Clinical and Translational Research
Copyright ©The Author(s) 2023. Published by Baishideng Publishing Group Inc. All rights reserved.
World J Gastrointest Oncol. Jul 15, 2023; 15(7): 1215-1226
Published online Jul 15, 2023. doi: 10.4251/wjgo.v15.i7.1215
Integrated analysis of single-cell and bulk RNA-seq establishes a novel signature for prediction in gastric cancer
Fei Wen, Xin Guan, Hai-Xia Qu, Xiang-Jun Jiang
Fei Wen, Qingdao University, Medical College, Qingdao 266000, Shandong Province, China
Xin Guan, Hai-Xia Qu, Xiang-Jun Jiang, Department of Gastroenterology, Qingdao Municipal Hospital, Qingdao 266071, Shandong Province, China
Author contributions: Jiang XJ designed and coordinated the study; Wen F, Qu HX, and Guan X performed data collection and analysis; Wen F interpreted the data and wrote the manuscript; All authors approved the final version of the article.
Institutional review board statement: Given that our article is based on a study of sequencing data in the public database, GEO, there are no ethical issues involved, so the institutional review board approval form or document and institutional animal care and use committee approval form or document are not applicable.
Conflict-of-interest statement: All the authors report having no relevant conflicts of interest for this article.

━━━━

#### [SET OF TASKS]
**A.** From the gastric cancer article, repeat word for word the passage from "World J Gastrointest" to "of the article.".
**B.** In the gastric cancer article, who designed and coordinated the study?

#### [RECORDS SUPPLIED]
━━━━

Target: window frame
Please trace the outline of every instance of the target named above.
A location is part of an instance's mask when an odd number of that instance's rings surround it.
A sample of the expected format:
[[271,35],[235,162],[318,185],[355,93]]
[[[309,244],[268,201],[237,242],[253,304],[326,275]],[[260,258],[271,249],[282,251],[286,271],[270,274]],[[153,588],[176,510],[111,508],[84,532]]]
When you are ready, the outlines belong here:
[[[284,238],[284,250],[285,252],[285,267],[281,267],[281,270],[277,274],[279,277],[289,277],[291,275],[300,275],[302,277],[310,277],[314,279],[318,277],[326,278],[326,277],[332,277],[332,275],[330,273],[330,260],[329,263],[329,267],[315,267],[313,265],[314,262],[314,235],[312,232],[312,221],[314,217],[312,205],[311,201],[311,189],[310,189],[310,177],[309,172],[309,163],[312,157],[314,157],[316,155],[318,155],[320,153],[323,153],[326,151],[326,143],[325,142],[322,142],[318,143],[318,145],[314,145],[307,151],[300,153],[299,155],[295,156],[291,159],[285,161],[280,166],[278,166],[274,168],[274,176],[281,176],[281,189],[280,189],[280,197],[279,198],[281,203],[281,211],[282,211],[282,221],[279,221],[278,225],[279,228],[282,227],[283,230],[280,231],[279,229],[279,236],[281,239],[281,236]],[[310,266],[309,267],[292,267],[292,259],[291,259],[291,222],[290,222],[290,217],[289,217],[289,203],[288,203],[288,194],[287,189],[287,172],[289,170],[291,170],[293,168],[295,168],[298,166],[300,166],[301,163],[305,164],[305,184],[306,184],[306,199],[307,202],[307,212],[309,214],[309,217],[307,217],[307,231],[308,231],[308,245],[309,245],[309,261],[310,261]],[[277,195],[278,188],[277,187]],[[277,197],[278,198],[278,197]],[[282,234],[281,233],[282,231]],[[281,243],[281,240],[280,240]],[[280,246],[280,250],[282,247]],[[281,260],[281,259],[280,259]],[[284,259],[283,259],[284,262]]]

━━━━

#### [TASK-BY-TASK ANSWERS]
**A.**
World J Gastrointest Oncol. Jul 15, 2023; 15(7): 1215-1226
Published online Jul 15, 2023. doi: 10.4251/wjgo.v15.i7.1215
Integrated analysis of single-cell and bulk RNA-seq establishes a novel signature for prediction in gastric cancer
Fei Wen, Xin Guan, Hai-Xia Qu, Xiang-Jun Jiang
Fei Wen, Qingdao University, Medical College, Qingdao 266000, Shandong Province, China
Xin Guan, Hai-Xia Qu, Xiang-Jun Jiang, Department of Gastroenterology, Qingdao Municipal Hospital, Qingdao 266071, Shandong Province, China
Author contributions: Jiang XJ designed and coordinated the study; Wen F, Qu HX, and Guan X performed data collection and analysis; Wen F interpreted the data and wrote the manuscript; All authors approved the final version of the article.

**B.** Xiang-Jun Jiang (Jiang XJ)